Provided passage
────────────────────────────────────────

Max Saltonstall 4:18
Do people ever work in pairs? So there’s this assumption that you and I are developing a solution together. And then at the end, you’re going to check in and I’m going to review it or vice versa. So we have that context. As we go. We build it together.

Jeff Burkhart 4:29
Yeah, definitely try to maintain some continuity on sort of larger things that are strategically important. The other thing we do is we try not to be single threaded on any projects. So typically, you know, having two people and maybe there’s a third person outside of them that soon the code reviews so that we’ve got some objectivity. I think another really important factor is the I’ve been in organizations where the architects were really Uber individual contributer.

Jeff Burkhart 5:00
You know, they could get, you know, tremendous things done individually, but it’s a major gear shift for them to have more of a heads up orientation, were doing code reviews, understanding what are the major architectural things that are coming through, so that they have their bandwidth to catch those things.

────────────────────────────────────────

Entries
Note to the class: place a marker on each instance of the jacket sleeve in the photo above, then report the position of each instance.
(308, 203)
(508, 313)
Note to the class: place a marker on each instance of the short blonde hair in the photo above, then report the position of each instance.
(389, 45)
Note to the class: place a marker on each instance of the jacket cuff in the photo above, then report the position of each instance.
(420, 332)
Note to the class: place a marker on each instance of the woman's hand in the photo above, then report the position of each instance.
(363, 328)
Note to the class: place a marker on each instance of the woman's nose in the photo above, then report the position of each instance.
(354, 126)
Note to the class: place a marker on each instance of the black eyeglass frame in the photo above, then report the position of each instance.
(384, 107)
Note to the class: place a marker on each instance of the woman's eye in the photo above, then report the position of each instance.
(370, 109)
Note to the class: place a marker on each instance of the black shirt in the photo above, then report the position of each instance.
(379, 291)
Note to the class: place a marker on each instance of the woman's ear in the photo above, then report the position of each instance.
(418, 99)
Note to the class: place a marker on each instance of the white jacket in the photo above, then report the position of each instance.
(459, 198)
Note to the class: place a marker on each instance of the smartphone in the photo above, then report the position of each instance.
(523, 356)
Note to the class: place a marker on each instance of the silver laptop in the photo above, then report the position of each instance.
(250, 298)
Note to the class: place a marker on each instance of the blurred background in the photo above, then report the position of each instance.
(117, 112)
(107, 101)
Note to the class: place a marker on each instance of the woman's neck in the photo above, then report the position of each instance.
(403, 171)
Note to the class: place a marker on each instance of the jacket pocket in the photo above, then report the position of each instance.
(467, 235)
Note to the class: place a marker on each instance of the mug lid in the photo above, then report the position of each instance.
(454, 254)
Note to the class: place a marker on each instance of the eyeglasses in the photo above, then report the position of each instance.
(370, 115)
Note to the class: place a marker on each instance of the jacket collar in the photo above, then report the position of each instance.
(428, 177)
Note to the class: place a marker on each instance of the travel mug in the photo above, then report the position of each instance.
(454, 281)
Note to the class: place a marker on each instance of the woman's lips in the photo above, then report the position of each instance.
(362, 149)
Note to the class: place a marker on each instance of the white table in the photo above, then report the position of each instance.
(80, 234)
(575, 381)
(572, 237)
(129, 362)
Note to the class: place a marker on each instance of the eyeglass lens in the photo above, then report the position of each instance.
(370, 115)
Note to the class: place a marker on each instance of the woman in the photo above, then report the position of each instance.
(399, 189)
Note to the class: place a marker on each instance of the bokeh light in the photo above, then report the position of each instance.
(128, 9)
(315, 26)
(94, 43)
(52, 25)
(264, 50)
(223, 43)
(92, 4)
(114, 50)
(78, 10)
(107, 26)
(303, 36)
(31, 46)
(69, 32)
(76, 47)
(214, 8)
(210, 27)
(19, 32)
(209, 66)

────────────────────────────────────────

Short problem
Answer these questions using the transcript excerpt:
1. According to Max Saltonstall, what happens at the end when two people have developed a solution together?
2. What does Jeff Burkhart say his team tries not to be on any projects?
3. What does Jeff Burkhart call a major gear shift for architects who could get tremendous things done individually?

Result for this task
1. One person checks in and the other reviews the work, or vice versa.
2. Single threaded.
3. Having more of a heads-up orientation: doing code reviews and understanding the major architectural things coming through, so that they have the bandwidth to catch those things.